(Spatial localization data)
-- Opening Marker --
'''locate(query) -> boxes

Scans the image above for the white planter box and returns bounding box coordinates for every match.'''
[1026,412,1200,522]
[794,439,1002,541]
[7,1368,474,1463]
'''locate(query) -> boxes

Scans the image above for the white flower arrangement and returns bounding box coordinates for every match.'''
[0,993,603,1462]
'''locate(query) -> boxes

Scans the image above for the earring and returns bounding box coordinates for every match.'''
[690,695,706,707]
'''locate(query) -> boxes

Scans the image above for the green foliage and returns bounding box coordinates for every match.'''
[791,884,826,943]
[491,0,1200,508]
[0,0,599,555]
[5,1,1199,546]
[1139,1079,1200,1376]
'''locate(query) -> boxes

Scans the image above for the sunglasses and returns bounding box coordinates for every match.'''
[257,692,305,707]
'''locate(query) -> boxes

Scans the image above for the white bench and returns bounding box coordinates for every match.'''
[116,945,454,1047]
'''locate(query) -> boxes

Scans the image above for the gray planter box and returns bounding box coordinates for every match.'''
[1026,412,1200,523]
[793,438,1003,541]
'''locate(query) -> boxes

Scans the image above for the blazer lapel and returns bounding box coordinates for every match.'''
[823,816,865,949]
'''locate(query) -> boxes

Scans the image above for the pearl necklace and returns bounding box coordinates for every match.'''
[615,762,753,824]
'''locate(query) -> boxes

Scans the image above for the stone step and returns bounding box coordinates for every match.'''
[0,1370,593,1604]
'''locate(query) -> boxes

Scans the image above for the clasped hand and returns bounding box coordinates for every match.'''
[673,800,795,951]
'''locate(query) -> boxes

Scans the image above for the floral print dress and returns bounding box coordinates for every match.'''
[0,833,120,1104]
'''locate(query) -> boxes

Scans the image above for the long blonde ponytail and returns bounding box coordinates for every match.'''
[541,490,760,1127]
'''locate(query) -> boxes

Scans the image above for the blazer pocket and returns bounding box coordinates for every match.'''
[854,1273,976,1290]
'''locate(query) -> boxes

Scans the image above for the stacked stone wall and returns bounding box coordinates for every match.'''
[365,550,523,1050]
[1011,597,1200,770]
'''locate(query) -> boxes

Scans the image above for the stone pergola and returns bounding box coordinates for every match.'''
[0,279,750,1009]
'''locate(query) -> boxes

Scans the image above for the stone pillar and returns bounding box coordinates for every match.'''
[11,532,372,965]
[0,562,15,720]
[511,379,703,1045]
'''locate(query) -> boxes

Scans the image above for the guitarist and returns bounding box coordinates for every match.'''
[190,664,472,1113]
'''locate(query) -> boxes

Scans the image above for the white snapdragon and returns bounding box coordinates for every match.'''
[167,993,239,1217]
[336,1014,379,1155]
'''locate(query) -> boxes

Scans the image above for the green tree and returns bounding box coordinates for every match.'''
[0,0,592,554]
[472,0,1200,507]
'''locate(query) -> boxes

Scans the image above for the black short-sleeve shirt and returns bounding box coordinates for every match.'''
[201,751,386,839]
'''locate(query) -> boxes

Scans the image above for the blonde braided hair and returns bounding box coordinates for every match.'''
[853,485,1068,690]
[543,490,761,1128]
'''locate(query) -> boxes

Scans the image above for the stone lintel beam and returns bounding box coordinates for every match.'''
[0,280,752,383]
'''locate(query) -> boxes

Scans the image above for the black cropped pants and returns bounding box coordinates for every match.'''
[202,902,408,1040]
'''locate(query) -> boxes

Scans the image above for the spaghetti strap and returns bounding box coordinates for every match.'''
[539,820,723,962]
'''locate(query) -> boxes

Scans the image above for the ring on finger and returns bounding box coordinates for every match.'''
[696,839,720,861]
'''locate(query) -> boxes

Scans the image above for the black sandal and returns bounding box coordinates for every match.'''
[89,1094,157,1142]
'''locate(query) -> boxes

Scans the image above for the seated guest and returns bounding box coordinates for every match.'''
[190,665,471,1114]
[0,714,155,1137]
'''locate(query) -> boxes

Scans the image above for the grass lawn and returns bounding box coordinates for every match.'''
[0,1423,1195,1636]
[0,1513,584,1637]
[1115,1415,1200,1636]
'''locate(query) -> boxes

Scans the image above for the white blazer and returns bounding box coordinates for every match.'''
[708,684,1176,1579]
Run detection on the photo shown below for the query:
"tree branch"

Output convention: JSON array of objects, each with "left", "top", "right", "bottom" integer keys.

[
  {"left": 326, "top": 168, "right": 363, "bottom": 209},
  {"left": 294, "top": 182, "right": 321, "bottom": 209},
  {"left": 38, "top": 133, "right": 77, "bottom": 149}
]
-- Closing Marker --
> [Task to carry out] With nothing omitted, set down all of the records again.

> [Output for this exercise]
'''locate(query) -> boxes

Scans the image above for the white planter box and returns bounding box coordinates for every match.'''
[1026,412,1200,522]
[794,439,1002,541]
[7,1368,474,1463]
'''locate(query) -> boxes

Scans the image above for the white flower arrangement and returns bounding box coordinates for every match.'''
[0,993,603,1462]
'''locate(query) -> boxes

Scans the image above for the earring and returns bounding box coordinates for every match.'''
[690,695,706,707]
'''locate(query) -> boxes

Scans the image above for the green foliage and returns bounding box coordinates for every match.'''
[791,884,826,943]
[491,0,1200,508]
[0,0,599,555]
[5,1,1199,546]
[1139,1079,1200,1376]
'''locate(query) -> boxes

Scans the image above for the sunglasses and returns bounding box coordinates for every match.'''
[257,692,305,707]
'''locate(query) -> boxes

Scans the image above for the white bench and returns bounding box coordinates for every match.'''
[116,945,454,1047]
'''locate(query) -> boxes

Scans the image above for the gray planter box and returns bounding box coordinates for every match.'''
[1026,412,1200,523]
[793,438,1003,541]
'''locate(query) -> boxes

Scans the image above for the blazer lapel and returns bounding box coordinates for every match.'''
[823,816,865,949]
'''locate(query) -> boxes

Scans the image above for the pearl necklace and returns bounding box coordinates for every match.'''
[615,762,753,824]
'''locate(query) -> boxes

Scans the image above for the stone step and returns bounding box coordinates for every match.'''
[0,1370,593,1604]
'''locate(query) -> boxes

Scans the image above for the clasped hand and returns bounding box coordinates for every match.'''
[673,800,795,951]
'''locate(query) -> boxes

Scans the image above for the floral print dress and returns bounding box coordinates for every match.'''
[0,833,120,1104]
'''locate(query) -> boxes

Scans the image above for the long blonde ponytail and returns bounding box coordinates for every match.'''
[541,490,760,1127]
'''locate(query) -> boxes

Scans the image above for the blazer pocket and returns bounding box coordinates for every match.'''
[854,1273,976,1290]
'''locate(query) -> boxes

Scans the image above for the stacked stone wall and returns bounding box coordinates for every match.'''
[365,550,523,1050]
[1011,597,1200,770]
'''locate(query) -> boxes

Scans the image above for the stone pergola and returns bounding box coordinates for every match.'''
[0,279,750,1009]
'''locate(query) -> boxes

Scans the image above for the stone pillar and returns bounding box coordinates for every match.'''
[11,532,372,965]
[0,562,15,720]
[511,379,703,1045]
'''locate(query) -> boxes

Scans the image above for the guitarist and returns bounding box coordinates for every match.'''
[190,664,472,1113]
'''locate(query) -> boxes

Scans the image above for the white snapdragon and returns bounding box coordinates for every match.'''
[167,993,239,1217]
[336,1014,379,1155]
'''locate(query) -> boxes

Scans the image above for the green tree and returns bounding box coordinates for every match.'''
[0,0,592,554]
[472,0,1200,507]
'''locate(query) -> boxes

Scans the image above for the black short-sleeve shirt and returns bounding box coordinates for every match.'''
[201,751,386,839]
'''locate(query) -> boxes

Scans the image above for the blonde braided hair and returns bounding box coordinates for every match.'''
[853,485,1068,690]
[543,490,761,1128]
'''locate(query) -> boxes

Scans the image above for the stone lintel beam and returns bounding box coordinates for every match.'''
[0,280,752,383]
'''locate(query) -> boxes

Scans the image above for the black cropped pants and returns bounding box coordinates for every match.'''
[202,902,408,1040]
'''locate(query) -> boxes

Scans the image above for the spaghetti strap and returns bounding box coordinates for every match.'''
[539,820,723,962]
'''locate(query) -> boxes

Scans the image above for the ring on finger and returns bounding box coordinates for every match.'''
[696,839,720,861]
'''locate(query) -> boxes

Scans the image above for the black sandal and returns bounding box coordinates for every match.'''
[89,1094,157,1142]
'''locate(query) -> boxes

Scans the image above for the seated guest and returns bounding box coordinates for every match.'''
[190,665,471,1114]
[0,714,155,1137]
'''locate(query) -> boxes

Scans the image above for the grass lawn and returns bounding box coordinates for every match.'''
[0,1423,1195,1636]
[0,1513,584,1637]
[1115,1415,1200,1636]
'''locate(query) -> boxes

Scans the image above for the white blazer and returns bounding box coordinates for every match.'''
[708,684,1176,1579]
Run detection on the photo shown below for the query:
"tree branch"

Output convention: JSON array of objects, each with "left", "top", "right", "bottom" integer keys.

[
  {"left": 326, "top": 168, "right": 363, "bottom": 209},
  {"left": 294, "top": 182, "right": 321, "bottom": 209},
  {"left": 38, "top": 133, "right": 77, "bottom": 149}
]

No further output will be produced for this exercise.